Image object location entries
[start]
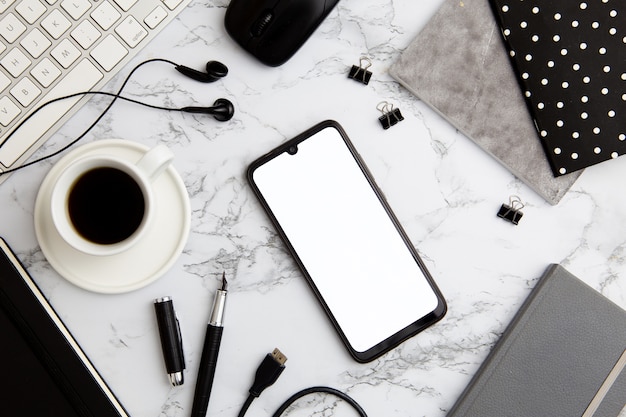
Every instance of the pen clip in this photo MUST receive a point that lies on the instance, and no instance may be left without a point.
(179, 334)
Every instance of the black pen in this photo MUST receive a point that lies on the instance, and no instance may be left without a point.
(211, 348)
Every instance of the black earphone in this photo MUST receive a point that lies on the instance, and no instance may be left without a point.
(222, 109)
(214, 71)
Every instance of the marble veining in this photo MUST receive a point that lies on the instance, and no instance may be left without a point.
(444, 190)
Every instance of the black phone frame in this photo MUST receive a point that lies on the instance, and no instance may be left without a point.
(396, 339)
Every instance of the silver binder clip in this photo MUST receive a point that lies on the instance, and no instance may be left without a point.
(361, 73)
(512, 211)
(390, 116)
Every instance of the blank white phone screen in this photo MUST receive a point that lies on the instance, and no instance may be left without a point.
(345, 239)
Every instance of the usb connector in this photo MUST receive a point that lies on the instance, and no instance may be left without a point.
(268, 372)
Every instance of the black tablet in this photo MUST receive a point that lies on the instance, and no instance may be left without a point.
(45, 372)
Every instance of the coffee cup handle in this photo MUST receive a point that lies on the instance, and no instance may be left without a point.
(155, 161)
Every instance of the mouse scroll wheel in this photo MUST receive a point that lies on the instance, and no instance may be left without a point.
(262, 23)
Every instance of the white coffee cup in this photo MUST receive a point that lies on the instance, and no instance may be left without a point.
(103, 204)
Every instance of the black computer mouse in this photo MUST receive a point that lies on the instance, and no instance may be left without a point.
(273, 30)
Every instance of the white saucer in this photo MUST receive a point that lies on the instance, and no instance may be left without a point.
(142, 264)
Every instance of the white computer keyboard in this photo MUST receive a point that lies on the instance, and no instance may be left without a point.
(54, 48)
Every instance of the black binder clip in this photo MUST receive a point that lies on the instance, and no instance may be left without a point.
(361, 73)
(512, 212)
(391, 115)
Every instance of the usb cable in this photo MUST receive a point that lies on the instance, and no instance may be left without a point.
(268, 372)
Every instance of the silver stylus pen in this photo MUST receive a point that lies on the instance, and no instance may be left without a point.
(208, 361)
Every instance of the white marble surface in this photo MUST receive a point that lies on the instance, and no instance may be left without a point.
(444, 190)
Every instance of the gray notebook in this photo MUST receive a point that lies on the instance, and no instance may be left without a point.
(563, 355)
(458, 65)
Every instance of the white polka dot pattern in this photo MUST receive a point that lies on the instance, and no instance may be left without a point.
(570, 56)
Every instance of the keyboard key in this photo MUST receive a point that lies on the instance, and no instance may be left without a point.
(8, 111)
(106, 15)
(15, 62)
(30, 10)
(125, 4)
(35, 43)
(131, 31)
(4, 82)
(65, 53)
(5, 4)
(81, 78)
(75, 8)
(45, 72)
(155, 17)
(86, 34)
(56, 24)
(11, 28)
(25, 92)
(109, 52)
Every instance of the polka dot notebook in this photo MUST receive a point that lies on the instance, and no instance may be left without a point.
(570, 58)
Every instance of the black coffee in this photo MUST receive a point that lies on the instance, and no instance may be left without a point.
(106, 205)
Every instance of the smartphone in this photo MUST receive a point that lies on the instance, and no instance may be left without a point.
(347, 242)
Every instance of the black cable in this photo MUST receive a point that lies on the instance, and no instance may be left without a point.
(104, 112)
(317, 390)
(268, 372)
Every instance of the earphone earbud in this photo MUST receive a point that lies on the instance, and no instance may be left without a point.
(222, 110)
(214, 71)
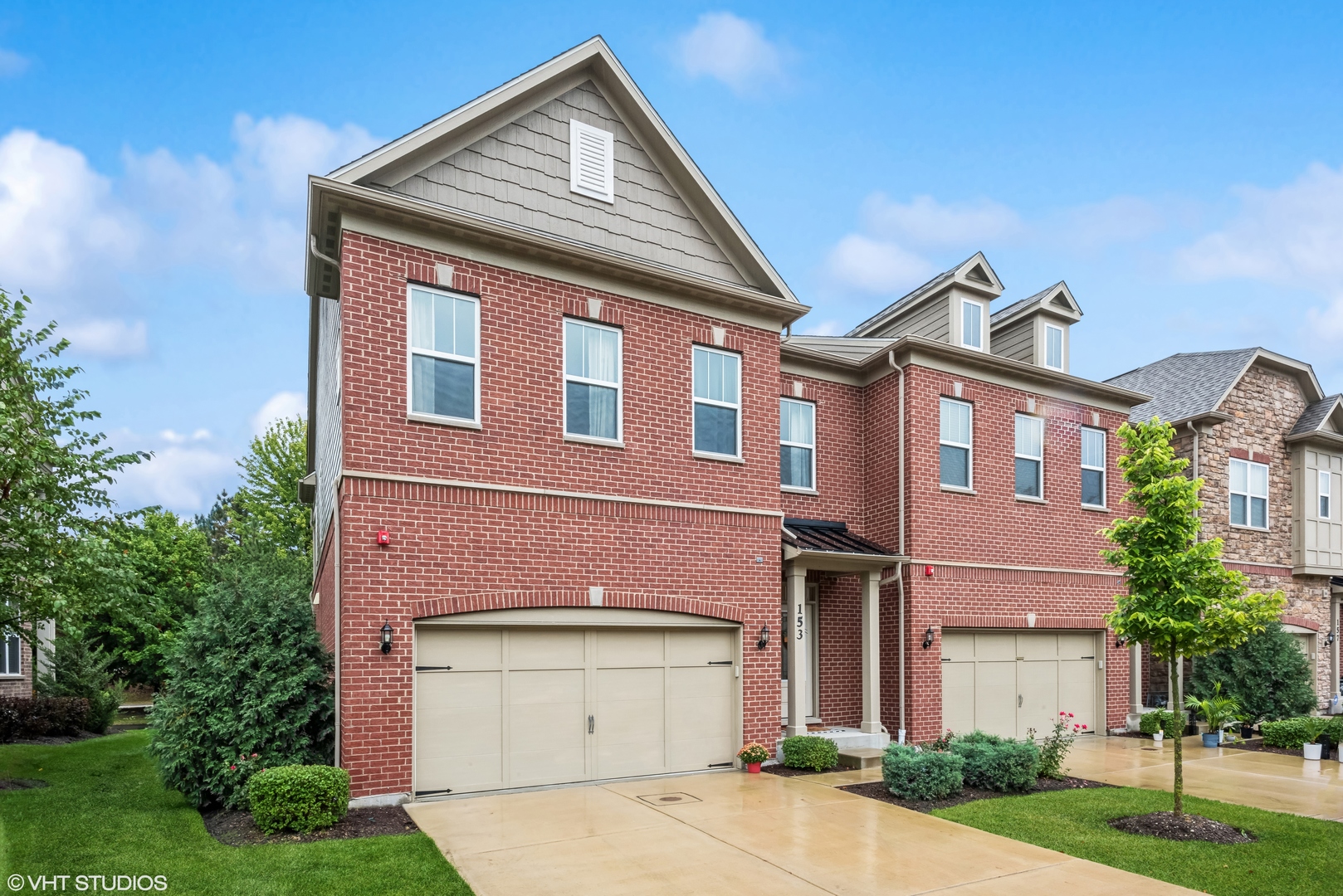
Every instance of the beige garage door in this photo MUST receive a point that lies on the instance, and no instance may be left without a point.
(1008, 681)
(532, 705)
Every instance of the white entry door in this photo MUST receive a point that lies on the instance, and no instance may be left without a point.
(1006, 683)
(517, 707)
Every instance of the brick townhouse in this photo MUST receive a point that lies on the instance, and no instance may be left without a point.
(575, 494)
(1268, 442)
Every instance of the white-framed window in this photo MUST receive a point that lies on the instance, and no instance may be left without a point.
(443, 373)
(1030, 455)
(971, 324)
(955, 446)
(1053, 347)
(591, 162)
(11, 655)
(593, 392)
(797, 445)
(717, 402)
(1093, 466)
(1249, 494)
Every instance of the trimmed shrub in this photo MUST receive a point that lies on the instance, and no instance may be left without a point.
(22, 718)
(997, 763)
(1158, 720)
(813, 752)
(302, 798)
(1291, 733)
(921, 774)
(247, 676)
(1268, 676)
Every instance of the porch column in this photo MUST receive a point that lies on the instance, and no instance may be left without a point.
(872, 652)
(799, 650)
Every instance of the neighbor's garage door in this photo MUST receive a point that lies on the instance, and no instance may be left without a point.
(1008, 681)
(530, 705)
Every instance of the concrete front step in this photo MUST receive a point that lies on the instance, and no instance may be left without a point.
(861, 758)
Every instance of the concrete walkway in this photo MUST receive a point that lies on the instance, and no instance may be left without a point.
(738, 833)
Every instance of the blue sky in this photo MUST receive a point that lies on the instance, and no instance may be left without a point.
(1179, 168)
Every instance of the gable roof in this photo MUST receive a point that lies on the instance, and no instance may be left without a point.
(1193, 384)
(974, 273)
(1056, 299)
(593, 61)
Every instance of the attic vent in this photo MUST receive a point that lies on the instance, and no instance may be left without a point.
(591, 162)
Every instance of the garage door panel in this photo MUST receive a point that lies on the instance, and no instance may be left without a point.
(460, 648)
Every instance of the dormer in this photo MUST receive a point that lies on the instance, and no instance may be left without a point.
(954, 306)
(1036, 329)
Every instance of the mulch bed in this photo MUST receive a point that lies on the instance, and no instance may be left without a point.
(877, 790)
(235, 828)
(1163, 824)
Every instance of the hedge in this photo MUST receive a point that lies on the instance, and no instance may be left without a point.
(818, 754)
(302, 798)
(921, 774)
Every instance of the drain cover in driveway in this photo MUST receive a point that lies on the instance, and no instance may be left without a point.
(669, 800)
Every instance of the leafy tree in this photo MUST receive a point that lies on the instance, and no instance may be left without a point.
(52, 476)
(249, 674)
(1181, 599)
(1268, 676)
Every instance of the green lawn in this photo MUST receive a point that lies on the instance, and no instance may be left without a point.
(106, 813)
(1293, 856)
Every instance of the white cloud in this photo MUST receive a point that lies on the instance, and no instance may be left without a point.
(876, 266)
(732, 50)
(11, 63)
(106, 338)
(277, 407)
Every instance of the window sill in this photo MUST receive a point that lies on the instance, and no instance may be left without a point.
(445, 421)
(725, 458)
(593, 440)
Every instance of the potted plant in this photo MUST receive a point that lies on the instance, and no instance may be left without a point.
(752, 755)
(1217, 711)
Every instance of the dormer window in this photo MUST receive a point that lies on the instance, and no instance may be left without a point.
(973, 324)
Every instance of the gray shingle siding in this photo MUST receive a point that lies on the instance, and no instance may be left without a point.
(520, 173)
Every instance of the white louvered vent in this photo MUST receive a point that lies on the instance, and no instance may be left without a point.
(591, 162)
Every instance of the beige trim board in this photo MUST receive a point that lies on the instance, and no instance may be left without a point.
(554, 494)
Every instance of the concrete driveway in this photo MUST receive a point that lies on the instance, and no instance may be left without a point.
(738, 833)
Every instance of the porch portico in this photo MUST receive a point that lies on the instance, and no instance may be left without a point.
(821, 546)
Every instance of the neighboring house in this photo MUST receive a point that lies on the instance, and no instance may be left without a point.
(1269, 446)
(563, 469)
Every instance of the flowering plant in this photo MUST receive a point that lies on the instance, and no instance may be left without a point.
(752, 752)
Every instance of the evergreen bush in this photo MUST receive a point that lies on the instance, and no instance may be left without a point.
(302, 798)
(997, 763)
(818, 754)
(921, 774)
(247, 676)
(1268, 676)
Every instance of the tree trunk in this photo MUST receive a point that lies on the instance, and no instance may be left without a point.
(1179, 735)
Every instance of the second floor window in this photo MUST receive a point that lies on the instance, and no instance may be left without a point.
(717, 402)
(954, 444)
(1249, 494)
(1030, 455)
(1093, 468)
(443, 348)
(591, 381)
(797, 444)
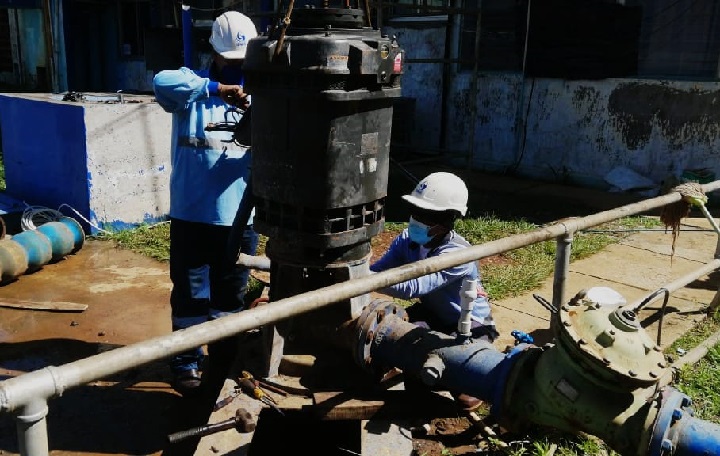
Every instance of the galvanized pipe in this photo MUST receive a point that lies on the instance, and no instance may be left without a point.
(32, 428)
(563, 245)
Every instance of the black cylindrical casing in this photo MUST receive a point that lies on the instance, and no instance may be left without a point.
(322, 118)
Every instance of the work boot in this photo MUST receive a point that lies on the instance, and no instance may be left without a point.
(187, 382)
(466, 402)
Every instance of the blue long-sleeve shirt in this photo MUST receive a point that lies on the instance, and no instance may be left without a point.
(439, 291)
(209, 171)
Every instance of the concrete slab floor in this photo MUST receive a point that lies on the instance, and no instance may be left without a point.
(128, 301)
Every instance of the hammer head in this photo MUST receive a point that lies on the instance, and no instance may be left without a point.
(244, 421)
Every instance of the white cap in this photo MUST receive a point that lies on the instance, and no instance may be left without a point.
(440, 192)
(231, 33)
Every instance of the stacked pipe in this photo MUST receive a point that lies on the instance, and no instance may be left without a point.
(30, 250)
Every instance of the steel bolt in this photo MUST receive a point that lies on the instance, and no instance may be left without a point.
(677, 415)
(666, 445)
(432, 370)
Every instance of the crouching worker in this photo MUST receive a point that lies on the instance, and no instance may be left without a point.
(436, 203)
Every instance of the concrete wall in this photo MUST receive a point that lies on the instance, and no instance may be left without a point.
(108, 161)
(562, 130)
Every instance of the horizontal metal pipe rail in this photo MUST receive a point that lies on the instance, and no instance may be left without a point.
(18, 393)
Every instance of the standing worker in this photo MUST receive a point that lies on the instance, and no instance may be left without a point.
(209, 176)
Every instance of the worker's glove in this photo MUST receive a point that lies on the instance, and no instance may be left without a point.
(233, 95)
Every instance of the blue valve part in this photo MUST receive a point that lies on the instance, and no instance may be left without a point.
(522, 337)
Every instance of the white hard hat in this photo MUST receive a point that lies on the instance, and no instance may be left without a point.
(230, 35)
(440, 192)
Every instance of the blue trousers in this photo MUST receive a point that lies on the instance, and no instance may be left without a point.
(207, 282)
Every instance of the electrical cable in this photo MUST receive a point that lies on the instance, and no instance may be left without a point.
(34, 216)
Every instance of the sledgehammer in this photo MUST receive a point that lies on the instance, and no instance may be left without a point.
(242, 421)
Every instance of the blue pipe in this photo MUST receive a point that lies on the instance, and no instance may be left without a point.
(187, 36)
(476, 368)
(677, 432)
(37, 246)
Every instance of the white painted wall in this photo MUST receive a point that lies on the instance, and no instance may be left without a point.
(109, 161)
(562, 130)
(128, 159)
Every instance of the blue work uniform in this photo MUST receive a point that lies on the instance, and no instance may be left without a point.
(208, 179)
(439, 292)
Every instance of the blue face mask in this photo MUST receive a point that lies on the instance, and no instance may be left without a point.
(418, 232)
(232, 74)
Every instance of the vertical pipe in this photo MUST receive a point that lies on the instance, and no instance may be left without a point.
(474, 85)
(562, 265)
(187, 36)
(32, 428)
(468, 293)
(49, 47)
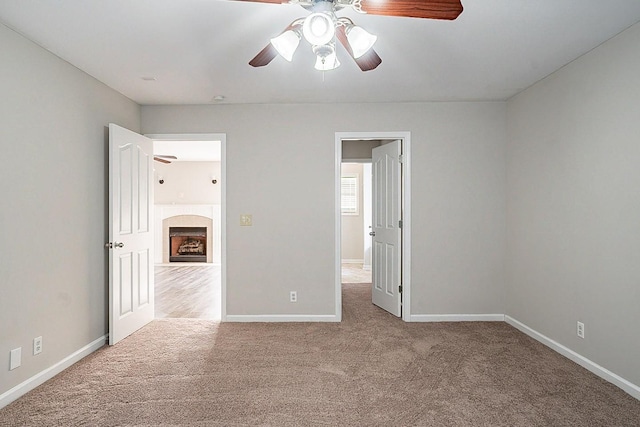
[end]
- [THE EXERCISE]:
Count the lines of the entries above that contain the word "plant", and give only the number.

- [SOLUTION BELOW]:
2